◆ **What you have to do**:
Go through the records and extract every line with the word "trace".

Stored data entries
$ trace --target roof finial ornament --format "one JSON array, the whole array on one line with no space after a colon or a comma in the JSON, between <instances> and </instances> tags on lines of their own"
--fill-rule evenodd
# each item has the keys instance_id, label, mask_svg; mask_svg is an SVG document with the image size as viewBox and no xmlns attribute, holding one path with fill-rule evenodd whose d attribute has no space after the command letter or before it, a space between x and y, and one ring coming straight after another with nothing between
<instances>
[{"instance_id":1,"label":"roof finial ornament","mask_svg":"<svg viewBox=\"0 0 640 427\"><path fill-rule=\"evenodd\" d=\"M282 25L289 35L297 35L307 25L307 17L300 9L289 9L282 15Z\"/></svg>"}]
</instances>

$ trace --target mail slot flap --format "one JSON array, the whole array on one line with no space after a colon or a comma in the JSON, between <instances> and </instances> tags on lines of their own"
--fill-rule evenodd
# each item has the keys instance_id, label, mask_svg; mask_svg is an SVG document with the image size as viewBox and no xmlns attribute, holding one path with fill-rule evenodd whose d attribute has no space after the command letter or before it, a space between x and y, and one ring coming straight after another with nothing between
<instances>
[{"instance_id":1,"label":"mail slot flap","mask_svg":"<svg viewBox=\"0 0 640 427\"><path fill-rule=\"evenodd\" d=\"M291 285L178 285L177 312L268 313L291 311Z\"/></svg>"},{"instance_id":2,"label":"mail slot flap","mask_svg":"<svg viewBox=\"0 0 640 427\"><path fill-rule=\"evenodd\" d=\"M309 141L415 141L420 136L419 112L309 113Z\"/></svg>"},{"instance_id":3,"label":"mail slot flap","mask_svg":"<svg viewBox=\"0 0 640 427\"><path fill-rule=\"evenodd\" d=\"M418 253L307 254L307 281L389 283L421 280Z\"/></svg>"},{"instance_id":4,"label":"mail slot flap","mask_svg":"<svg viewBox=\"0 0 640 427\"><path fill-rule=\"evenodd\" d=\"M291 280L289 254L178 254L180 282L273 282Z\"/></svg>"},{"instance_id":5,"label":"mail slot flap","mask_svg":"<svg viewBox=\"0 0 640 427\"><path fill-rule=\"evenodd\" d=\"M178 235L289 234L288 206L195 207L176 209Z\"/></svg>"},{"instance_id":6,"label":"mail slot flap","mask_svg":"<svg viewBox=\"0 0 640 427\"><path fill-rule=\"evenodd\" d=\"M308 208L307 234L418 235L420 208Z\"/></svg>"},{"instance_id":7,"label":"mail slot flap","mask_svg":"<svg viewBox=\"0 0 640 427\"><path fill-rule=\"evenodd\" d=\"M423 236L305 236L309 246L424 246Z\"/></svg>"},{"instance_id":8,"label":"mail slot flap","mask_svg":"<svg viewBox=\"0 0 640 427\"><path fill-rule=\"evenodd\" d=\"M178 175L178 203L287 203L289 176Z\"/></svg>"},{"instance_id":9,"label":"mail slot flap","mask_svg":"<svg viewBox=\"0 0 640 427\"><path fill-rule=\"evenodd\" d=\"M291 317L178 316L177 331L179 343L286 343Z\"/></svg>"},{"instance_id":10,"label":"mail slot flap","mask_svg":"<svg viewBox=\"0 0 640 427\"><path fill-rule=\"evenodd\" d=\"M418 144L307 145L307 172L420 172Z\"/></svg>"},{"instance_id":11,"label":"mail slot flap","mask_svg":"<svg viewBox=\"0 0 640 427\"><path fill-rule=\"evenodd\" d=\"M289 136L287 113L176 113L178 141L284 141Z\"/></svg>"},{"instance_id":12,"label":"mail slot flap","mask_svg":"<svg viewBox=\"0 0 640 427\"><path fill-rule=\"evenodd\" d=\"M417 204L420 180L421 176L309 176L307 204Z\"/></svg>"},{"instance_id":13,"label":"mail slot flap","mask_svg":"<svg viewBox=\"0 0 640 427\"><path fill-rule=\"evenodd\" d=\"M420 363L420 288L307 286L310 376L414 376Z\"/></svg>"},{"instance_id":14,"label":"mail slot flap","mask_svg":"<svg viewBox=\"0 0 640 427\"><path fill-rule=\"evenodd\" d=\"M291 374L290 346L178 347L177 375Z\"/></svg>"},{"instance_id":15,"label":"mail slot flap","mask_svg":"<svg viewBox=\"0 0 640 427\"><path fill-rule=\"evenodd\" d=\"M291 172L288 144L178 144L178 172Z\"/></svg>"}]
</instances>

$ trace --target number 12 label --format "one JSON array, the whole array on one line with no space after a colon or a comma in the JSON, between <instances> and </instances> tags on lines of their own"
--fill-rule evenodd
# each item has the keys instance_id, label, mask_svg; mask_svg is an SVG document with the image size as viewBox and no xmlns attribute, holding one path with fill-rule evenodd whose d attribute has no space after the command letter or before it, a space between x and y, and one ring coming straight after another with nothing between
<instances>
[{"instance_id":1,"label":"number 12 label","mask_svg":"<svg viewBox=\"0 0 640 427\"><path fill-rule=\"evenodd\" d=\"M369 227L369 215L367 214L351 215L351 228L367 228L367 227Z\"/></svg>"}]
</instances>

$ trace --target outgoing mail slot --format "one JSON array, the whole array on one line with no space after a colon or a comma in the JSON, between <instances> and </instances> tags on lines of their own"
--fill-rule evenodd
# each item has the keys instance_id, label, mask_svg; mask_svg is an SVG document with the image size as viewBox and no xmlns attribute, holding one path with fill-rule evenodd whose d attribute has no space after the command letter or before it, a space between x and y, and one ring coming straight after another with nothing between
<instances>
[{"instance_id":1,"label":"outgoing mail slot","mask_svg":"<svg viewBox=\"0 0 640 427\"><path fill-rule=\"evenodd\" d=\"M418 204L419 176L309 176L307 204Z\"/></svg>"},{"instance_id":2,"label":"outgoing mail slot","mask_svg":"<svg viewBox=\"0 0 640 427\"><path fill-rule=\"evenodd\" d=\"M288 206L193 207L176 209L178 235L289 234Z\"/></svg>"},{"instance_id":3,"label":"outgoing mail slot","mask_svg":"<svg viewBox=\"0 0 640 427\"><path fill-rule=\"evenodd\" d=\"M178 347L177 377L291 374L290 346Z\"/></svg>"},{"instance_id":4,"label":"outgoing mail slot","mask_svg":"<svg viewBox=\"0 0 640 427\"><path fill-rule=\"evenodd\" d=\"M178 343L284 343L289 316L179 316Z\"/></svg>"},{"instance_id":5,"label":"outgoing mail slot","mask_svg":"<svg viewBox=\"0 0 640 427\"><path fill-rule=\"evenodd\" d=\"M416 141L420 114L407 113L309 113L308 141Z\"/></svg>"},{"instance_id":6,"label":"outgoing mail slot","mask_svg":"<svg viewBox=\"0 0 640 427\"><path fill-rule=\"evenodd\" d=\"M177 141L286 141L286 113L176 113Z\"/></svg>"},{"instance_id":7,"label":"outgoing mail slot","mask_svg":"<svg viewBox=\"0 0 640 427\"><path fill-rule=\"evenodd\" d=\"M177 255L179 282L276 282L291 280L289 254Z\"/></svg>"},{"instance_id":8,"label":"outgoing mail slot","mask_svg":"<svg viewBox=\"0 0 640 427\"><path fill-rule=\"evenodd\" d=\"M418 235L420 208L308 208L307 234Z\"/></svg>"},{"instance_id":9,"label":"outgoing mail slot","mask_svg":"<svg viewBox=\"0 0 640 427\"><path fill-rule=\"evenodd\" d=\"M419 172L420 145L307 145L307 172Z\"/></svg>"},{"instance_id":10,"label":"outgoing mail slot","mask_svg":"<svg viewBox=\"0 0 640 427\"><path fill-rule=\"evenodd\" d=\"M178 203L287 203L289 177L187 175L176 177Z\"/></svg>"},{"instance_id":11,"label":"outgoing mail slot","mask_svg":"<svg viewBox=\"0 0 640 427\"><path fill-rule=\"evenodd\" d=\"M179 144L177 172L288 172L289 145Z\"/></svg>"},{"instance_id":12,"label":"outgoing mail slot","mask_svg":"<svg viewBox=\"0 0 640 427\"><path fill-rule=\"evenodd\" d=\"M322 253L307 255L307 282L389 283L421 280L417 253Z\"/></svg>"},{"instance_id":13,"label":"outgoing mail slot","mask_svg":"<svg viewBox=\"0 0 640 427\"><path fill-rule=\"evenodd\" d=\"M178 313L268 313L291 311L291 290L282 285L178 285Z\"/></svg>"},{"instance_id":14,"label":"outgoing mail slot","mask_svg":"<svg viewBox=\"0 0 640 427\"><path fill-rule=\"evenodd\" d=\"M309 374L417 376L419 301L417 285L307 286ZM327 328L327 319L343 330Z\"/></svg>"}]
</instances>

◆ **Final answer**:
$ trace --target roof finial ornament --format "one JSON array, the whole array on one line with no space after a colon or a comma in the JSON, between <instances> and </instances> tags on lines of their own"
$ trace --target mail slot flap --format "one JSON array, the whole array on one line with no space after a colon or a comma in the JSON, between <instances> and </instances> tags on lines of their own"
$ trace --target number 12 label --format "one JSON array, the whole array on one line with no space after a colon or a comma in the JSON, between <instances> and </instances> tags on lines of their own"
$ trace --target outgoing mail slot --format "one JSON array, the whole array on one line with no space after a colon or a comma in the JSON, between <instances> and </instances> tags on lines of their own"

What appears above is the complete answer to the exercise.